» EXCERPTED TEXT:
::::::::

"Today, sports writing is basically a liberal profession, practiced by liberals who enforce an unapologetically liberal code," writes Bryan Curtis at The Ringer. He's right.
You can see it in the way sportswriters police a consensus against the Washington Redskins' name, or for on-field political activism. They tweet against President Trump, and for undocumented immigrants. They pile on populist loudmouths like former Red Sox pitcher Curt Schilling, and may even be punishing him for his politics with their Hall of Fame ballots. They proudly admit that they are at a remove from their readers. HardballTalk's Craig Calcaterra owns it: "It's folly for any of us to think we're speaking for the common fan."
Curtis is generally pleased with sports journalism's leftward shift, and treats the possibility of non-conforming writers as a potentially amusing but unnecessary curio. "Would it be nice to have a David Frum or Ross Douthat of sports writing, making wrongheaded-but-interesting arguments about NCAA amateurism?" he asks. "Sure. As long as nobody believed them."
Well, I think I may be this curio myself.
I run a subscription newsletter about baseball — The Slurve — that is deliberately constructed to be an escape from politics for my readers (and for me). But I'm still a conservative who does a lot of sports writing. Besides The Slurve, I've written a few sports pieces in ESPN Magazine, and occasionally inflict my wrongheaded (but interesting!) sports arguments on readers here at The Week.
Predictably (and perhaps self-interestedly), I think the increasing ideological uniformity of sports writing is bad for sports journalism and for sports themselves. And in the way that it encourages conformism and intellectual laziness, it is probably bad for causes dear to liberals in sports.
Calcaterra is right that liberal sports writers aren't speaking "for the common fan." More often they are speaking at the common fan, or even just at a caricature of a fan that they assembled from the most voluble sports talk radio callers and the obscure Twitter accounts that jeer their work. The liberalism on offer on sports pages is rather infatuated with the norms and aspirations of the class of people from which journalists are drawn. And this narrowness usually puts them in an antagonistic position not just with fans, but with the entire sports culture beyond journalism.
The recent self-consciousness of progressive sports writers also misleads many of them into thinking all their quarrels are with conservative ideas, when they are in fact just arguing with the voluble and inarticulate. Sports radio hosts and their callers are often (wrongly) taken as the stand-in for opposing ideas.

::::::::

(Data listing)
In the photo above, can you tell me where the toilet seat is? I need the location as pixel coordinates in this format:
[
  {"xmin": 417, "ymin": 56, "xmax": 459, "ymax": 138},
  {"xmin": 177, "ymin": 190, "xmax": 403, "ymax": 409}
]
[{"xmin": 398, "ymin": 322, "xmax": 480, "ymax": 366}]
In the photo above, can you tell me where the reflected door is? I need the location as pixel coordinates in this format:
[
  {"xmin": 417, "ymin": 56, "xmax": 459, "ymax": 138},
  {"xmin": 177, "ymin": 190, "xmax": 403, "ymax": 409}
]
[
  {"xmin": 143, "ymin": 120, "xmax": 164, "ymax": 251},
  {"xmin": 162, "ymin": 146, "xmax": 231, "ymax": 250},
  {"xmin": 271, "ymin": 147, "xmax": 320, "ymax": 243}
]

::::::::

» GIVEN INSTRUCTION 1: Name every person the essay on sports writing's political slant mentions by name.
» GIVEN INSTRUCTION 2: In the essay on sports writing's political slant, what kind of publication is The Slurve?
» GIVEN INSTRUCTION 3: Pick up the essay on sports writing's political slant after its final sentence and carry it forward.

» EXPECTED ANSWER 1: Bryan Curtis, President Trump, Curt Schilling, Craig Calcaterra, David Frum, Ross Douthat

» EXPECTED ANSWER 2: A subscription newsletter about baseball.

» EXPECTED ANSWER 3:
Some of the debates in baseball in particular are given ideological or racial names, when in fact they are generational. Take the debate about bat-flips, which is often cast as one between stodgy white conservatives and fun multicultural liberals who prefer a Latin game. There is a reason why older Baby Boomer writers, who are themselves veterans of a deeply hierarchical system that rewarded time-serving veterans who spent decades writing formulaic gamers, are more likely to admire and defend the hierarchical culture among athletes that includes hazing a rookie, or letting expressive or cocky young players know they have to earn their place in the pecking order. And it's not a surprise that younger writers who smashed through to national audiences through opinionated new digital platforms admire the more expressive players.
But there's only so much that this new crop of sports writers can truly identify with in the players they admire. Socially cosseted with other journalists, liberal sports writers increasingly identify with the only set of actors in the sports world that come from a cultural milieu relatable to their own: the new class of rationalizing, brainy executives. In another generation, sports writers dreamed futilely of being Willie Mays or Gordie Howe. Now they want to be Houston Rockets general manager Daryl Morey. And their copy and concerns increasingly seem to be written for each other and for these analytics-loving general managers.
Sometimes the problems this produces aren't strictly political. Brian Kenny, the loudest of the sports rationalizers, once asked if anyone should care about no-hitters anymore. After all, nine innings is just a small sample size, and throwing a no-hitter can be a bit flukish. No one thinks that the last person to throw a no-hitter is, by definition, the best pitcher in the game. Kenny used the political-ish rhetoric of liberals to make this point. He was advocating a modern, progressive, and data-driven view of baseball against "antiquated" and misguided "values."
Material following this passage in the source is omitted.